:: Given request ::
Swap every "with a single marker" in the listing below for "with one dot" and give the lines again with nothing else altered. Leave the pictures out of your answer.

:: Material supplied ::
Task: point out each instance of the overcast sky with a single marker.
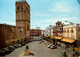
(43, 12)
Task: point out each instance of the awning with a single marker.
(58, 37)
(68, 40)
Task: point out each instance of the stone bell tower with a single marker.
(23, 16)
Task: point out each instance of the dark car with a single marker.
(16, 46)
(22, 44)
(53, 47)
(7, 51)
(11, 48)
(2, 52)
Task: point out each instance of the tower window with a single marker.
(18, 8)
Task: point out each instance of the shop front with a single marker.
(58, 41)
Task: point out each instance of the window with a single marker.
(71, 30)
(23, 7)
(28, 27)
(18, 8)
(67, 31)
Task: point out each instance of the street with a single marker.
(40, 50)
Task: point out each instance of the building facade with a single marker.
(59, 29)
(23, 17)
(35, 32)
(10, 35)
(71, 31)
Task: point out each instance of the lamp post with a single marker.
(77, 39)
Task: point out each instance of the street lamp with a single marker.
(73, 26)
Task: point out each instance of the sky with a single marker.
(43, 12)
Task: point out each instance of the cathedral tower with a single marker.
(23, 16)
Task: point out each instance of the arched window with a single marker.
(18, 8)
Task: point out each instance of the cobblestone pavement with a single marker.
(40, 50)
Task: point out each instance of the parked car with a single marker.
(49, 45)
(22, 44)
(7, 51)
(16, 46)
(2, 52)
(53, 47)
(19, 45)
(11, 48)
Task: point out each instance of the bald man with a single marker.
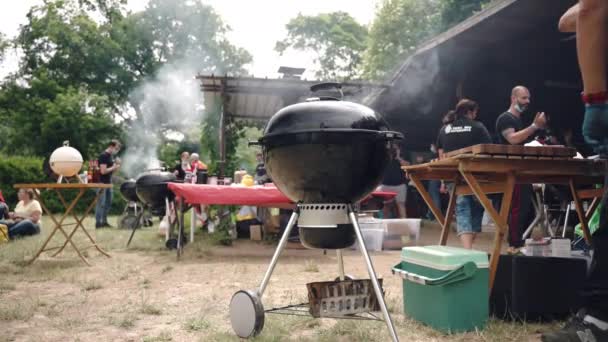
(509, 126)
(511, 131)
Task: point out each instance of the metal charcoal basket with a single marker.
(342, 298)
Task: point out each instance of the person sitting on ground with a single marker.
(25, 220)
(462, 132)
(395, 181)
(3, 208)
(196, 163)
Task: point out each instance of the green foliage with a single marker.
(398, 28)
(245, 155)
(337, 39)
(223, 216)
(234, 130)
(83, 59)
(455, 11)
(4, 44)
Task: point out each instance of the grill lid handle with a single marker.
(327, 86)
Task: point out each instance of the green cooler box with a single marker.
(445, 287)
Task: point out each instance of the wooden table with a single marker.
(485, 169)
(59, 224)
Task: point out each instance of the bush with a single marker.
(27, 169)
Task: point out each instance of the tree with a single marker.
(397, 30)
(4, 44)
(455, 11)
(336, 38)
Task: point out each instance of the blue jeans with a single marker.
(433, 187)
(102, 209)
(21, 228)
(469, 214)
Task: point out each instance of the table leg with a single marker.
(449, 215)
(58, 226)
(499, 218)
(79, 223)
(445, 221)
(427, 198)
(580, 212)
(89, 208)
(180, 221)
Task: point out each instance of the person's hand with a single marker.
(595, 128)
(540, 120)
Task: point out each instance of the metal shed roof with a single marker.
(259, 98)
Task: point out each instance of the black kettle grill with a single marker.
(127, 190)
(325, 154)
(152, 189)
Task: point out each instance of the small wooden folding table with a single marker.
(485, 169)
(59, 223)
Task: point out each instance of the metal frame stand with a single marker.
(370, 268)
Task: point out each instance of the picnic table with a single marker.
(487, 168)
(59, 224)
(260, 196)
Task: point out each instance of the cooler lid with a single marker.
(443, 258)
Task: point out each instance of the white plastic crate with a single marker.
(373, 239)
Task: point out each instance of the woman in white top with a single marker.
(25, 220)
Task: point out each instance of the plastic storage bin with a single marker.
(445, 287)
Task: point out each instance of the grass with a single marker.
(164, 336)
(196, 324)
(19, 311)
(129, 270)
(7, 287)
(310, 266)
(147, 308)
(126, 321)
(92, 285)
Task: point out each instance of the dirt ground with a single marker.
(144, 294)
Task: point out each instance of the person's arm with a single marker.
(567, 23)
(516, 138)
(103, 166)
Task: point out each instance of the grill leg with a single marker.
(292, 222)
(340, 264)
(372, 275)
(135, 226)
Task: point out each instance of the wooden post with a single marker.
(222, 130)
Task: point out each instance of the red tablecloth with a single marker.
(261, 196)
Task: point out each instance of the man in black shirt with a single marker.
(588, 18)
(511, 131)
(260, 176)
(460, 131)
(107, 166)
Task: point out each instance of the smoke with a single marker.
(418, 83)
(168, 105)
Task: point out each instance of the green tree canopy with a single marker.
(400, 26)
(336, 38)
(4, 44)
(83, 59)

:: Response to this exercise ::
Task: point out each instance of the overcast sky with one dot.
(43, 12)
Task: point out each instance of the awning with one dot.
(58, 37)
(68, 40)
Task: point out each instance of the stone bell tower with one dot.
(23, 16)
Task: point out each instance of the dark car with one dot.
(16, 46)
(22, 44)
(53, 47)
(7, 51)
(11, 48)
(2, 52)
Task: point out each instance of the tower window with one dot.
(18, 8)
Task: point out each instance of the shop front with one dot.
(58, 41)
Task: point out each instance of the window with one dot.
(71, 30)
(23, 7)
(28, 27)
(18, 8)
(67, 31)
Task: point out each instance of the street with one dot.
(40, 50)
Task: point out each instance of the building facade with one dot.
(59, 29)
(23, 17)
(35, 32)
(10, 35)
(71, 31)
Task: point out each instance of the lamp post with one dot.
(77, 39)
Task: point out each instance of the street lamp with one dot.
(73, 26)
Task: point out each instance of the sky with one dot.
(43, 12)
Task: point out each instance of the cathedral tower with one dot.
(23, 16)
Task: point out each instance of the arched window with one dot.
(18, 8)
Task: point out each instance of the cobblestone pavement with one dot.
(40, 50)
Task: point out each instance of the parked car with one dot.
(49, 45)
(22, 44)
(7, 51)
(16, 46)
(2, 52)
(53, 47)
(19, 45)
(11, 48)
Task: point out each instance of the bald man with one dot.
(509, 126)
(511, 131)
Task: point out each instance of the metal charcoal basket with one dot.
(342, 298)
Task: point out each instance of the person sitting on ground with one dot.
(25, 220)
(462, 132)
(395, 181)
(3, 208)
(196, 163)
Task: point out each instance of the green foliage with one dot.
(398, 28)
(245, 155)
(337, 39)
(223, 216)
(234, 130)
(83, 59)
(455, 11)
(4, 44)
Task: point out each instance of the grill lid handle with one dot.
(327, 86)
Task: point out each instance of the green cooler box with one dot.
(445, 287)
Task: point out each instance of the wooden table with one dot.
(485, 169)
(59, 224)
Task: point out each instance of the bush with one dot.
(27, 169)
Task: point out each instance of the tree with one dot.
(397, 30)
(4, 44)
(455, 11)
(336, 38)
Task: point out each instance of the blue jeans with one dot.
(433, 187)
(102, 209)
(21, 228)
(469, 214)
Task: point out each instance of the table leg with one dot.
(449, 215)
(58, 226)
(499, 218)
(79, 223)
(445, 221)
(427, 198)
(580, 212)
(89, 208)
(180, 221)
Task: point out each instance of the person's hand with one dot.
(595, 128)
(540, 120)
Task: point out each instance of the metal shed roof with one dot.
(259, 98)
Task: point out each instance of the black kettle grill with one dot.
(127, 190)
(325, 154)
(152, 189)
Task: point out each instance of the small wooden folding table with one dot.
(485, 169)
(59, 223)
Task: point out each instance of the metal frame stand with one dot.
(370, 268)
Task: point out each instance of the picnic table with one dot.
(487, 168)
(59, 224)
(260, 196)
Task: point out each instance of the cooler lid with one dot.
(443, 258)
Task: point out each instance of the white plastic crate with one dot.
(373, 239)
Task: point out each instance of the woman in white top with one dot.
(25, 220)
Task: point out each instance of the plastic storage bin with one dot.
(445, 287)
Task: point out each instance of the grass with one dot.
(164, 336)
(196, 324)
(19, 311)
(129, 270)
(7, 287)
(310, 266)
(147, 308)
(126, 321)
(92, 285)
Task: point out each instance of the dirt ground with one dot.
(144, 294)
Task: point out each instance of the person's arm with one dot.
(567, 23)
(516, 138)
(103, 166)
Task: point out each instance of the grill leg with one dot.
(292, 222)
(340, 264)
(372, 275)
(135, 226)
Task: point out each instance of the wooden post with one dot.
(222, 130)
Task: point out each instance of the red tablecloth with one dot.
(261, 196)
Task: point out each instance of the man in black shirt with one dot.
(588, 18)
(511, 131)
(260, 176)
(460, 131)
(107, 166)
Task: point out each instance of the smoke with one dot.
(418, 83)
(168, 105)
Task: point out each instance of the green tree canopy with one dot.
(400, 26)
(336, 38)
(4, 44)
(83, 59)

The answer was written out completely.